- **Request**:
Can you copy every line below word for word, leaving the pictures out of your answer?

═════ Source material

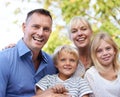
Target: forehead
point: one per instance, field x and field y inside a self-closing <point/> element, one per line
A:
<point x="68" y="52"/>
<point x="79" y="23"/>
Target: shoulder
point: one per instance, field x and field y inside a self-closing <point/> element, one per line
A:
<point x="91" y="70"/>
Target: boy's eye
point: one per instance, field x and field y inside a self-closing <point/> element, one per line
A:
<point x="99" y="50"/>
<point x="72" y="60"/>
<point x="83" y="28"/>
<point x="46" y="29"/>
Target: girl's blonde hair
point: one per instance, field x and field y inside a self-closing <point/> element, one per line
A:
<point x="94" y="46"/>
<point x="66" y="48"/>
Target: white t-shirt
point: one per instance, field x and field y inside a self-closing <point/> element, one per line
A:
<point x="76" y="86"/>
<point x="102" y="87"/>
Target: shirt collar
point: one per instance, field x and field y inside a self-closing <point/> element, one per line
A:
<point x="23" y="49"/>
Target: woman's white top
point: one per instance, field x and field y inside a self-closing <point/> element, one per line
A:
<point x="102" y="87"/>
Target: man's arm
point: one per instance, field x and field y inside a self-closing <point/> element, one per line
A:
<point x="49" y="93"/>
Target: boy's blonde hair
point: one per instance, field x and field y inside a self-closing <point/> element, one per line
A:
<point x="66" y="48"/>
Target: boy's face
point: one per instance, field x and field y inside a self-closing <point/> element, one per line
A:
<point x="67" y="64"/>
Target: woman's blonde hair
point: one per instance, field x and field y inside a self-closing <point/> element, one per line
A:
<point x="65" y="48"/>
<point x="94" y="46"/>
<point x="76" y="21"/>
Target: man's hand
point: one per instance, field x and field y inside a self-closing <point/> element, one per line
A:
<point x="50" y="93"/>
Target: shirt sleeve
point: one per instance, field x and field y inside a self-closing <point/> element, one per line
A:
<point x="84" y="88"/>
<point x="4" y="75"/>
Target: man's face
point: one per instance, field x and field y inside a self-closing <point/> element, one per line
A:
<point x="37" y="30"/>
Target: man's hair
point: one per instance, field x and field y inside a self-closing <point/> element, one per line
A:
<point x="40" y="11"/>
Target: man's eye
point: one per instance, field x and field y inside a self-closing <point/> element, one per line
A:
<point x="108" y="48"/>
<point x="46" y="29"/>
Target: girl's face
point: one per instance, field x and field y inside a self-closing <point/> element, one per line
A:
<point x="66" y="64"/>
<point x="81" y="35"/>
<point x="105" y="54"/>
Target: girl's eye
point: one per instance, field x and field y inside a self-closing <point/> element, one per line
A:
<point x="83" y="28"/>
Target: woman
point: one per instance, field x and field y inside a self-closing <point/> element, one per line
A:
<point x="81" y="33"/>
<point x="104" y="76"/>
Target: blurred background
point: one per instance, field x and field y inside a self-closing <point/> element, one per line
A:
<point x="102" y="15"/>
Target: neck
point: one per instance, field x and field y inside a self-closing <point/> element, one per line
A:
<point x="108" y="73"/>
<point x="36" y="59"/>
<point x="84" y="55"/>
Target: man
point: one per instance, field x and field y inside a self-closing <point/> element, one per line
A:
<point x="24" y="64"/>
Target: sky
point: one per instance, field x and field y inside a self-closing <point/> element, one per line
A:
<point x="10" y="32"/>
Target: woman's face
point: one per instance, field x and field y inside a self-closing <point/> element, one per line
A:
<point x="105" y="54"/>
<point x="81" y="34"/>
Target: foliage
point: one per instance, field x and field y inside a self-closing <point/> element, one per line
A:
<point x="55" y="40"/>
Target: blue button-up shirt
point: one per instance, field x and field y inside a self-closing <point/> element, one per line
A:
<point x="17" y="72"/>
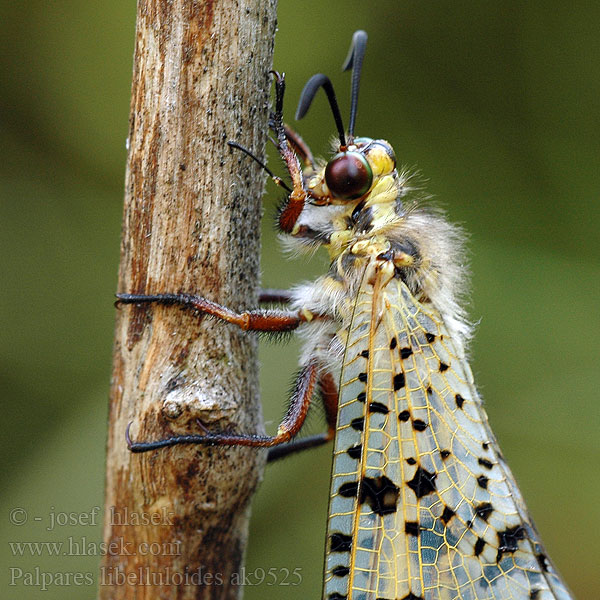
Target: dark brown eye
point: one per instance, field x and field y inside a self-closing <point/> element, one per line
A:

══════════

- **Task output**:
Target: forehead
point: one per instance, field x and field y inside a self-closing <point/> element, one per line
A:
<point x="68" y="52"/>
<point x="79" y="23"/>
Target: shoulder
point: one per instance, field x and field y inside a self-closing <point/> element, one per line
A:
<point x="91" y="70"/>
Target: boy's eye
point: one per instance, field x and field y inside a self-closing <point/> element, one per line
A:
<point x="99" y="50"/>
<point x="72" y="60"/>
<point x="83" y="28"/>
<point x="46" y="29"/>
Target: girl's blonde hair
point: one per instance, field x and field y inside a self-closing <point/> element, one per line
A:
<point x="94" y="46"/>
<point x="66" y="48"/>
Target: white t-shirt
point: one per instance, field x and field y inside a self-closing <point/> element, one per line
A:
<point x="76" y="86"/>
<point x="102" y="87"/>
Target: shirt collar
point: one per instance, field x and field y inside a self-closing <point/> element, one per line
A:
<point x="23" y="49"/>
Target: woman's white top
point: one per instance, field x and field y inside a self-closing <point/> element, one per line
A:
<point x="102" y="87"/>
Target: man's arm
point: one per instance, field x and field y inside a self-closing <point/> element, one per line
A:
<point x="49" y="93"/>
Target: boy's blonde hair
point: one per instance, field x and field y inside a self-closing <point/> element, one per line
A:
<point x="66" y="48"/>
Target: boy's face
point: one per instance, field x and field y inside a self-closing <point/> element, one per line
A:
<point x="67" y="64"/>
Target: woman's blonde hair
point: one per instance, field x and field y inside a self-closing <point/> element, one per line
A:
<point x="65" y="48"/>
<point x="94" y="46"/>
<point x="76" y="21"/>
Target: man's hand
point: one per instance, field x and field y inside a self-closing <point/> element, one per line
A:
<point x="50" y="93"/>
Target: shirt sleeve
point: one per instance, field x and field y inside a self-closing <point/> element, one per line
A:
<point x="84" y="88"/>
<point x="4" y="75"/>
Target: man's face
point: one per instance, field x and field y inside a self-closing <point/> element, one per line
A:
<point x="37" y="30"/>
Target: man's hair
point: one per instance, field x and field y inside a self-closing <point/> element, one per line
A:
<point x="40" y="11"/>
Target: man's eye
point: one per instance, field x and field y inside a self-closing <point/> element, one per line
A:
<point x="108" y="48"/>
<point x="46" y="29"/>
Target: girl's face
point: one per instance, field x and field y inside a self-closing <point/> element, one per line
A:
<point x="66" y="64"/>
<point x="81" y="35"/>
<point x="105" y="54"/>
Target: girl's eye
point: one per instance, field x and field y inside a self-closing <point/> element, one per line
A:
<point x="83" y="28"/>
Target: woman
point: one per instance, field x and field y inside a self-closing <point/> element, one per line
A:
<point x="81" y="33"/>
<point x="104" y="76"/>
Target: blurred background
point: one per instance, field x and field y inside a self-closing <point/> element, one per line
A:
<point x="102" y="15"/>
Target: neck
point: one per instance, field x and field y inside a self-closing <point/> element, one per line
A:
<point x="108" y="73"/>
<point x="36" y="59"/>
<point x="84" y="55"/>
Target: man
point: one per instance, field x and field y inside a self-closing <point/> element, one per line
A:
<point x="24" y="64"/>
Target: sky
point: one per instance, field x and field y inside a self-closing <point/> element, one per line
A:
<point x="10" y="32"/>
Target: woman's face
point: one per instance, field x and field y inside a self-closing <point/> element, one per line
A:
<point x="105" y="54"/>
<point x="81" y="34"/>
Target: foliage
point: one per instance, field x and field y inside a self-closing <point/> element, one per line
A:
<point x="55" y="40"/>
Target: blue button-up shirt
point: one per instance, field x and field y inside a self-closing <point/> element, one per line
A:
<point x="17" y="72"/>
Target: dark brown eye
point: one per instance, field x and field y inside a self-closing <point/> element, one per line
A:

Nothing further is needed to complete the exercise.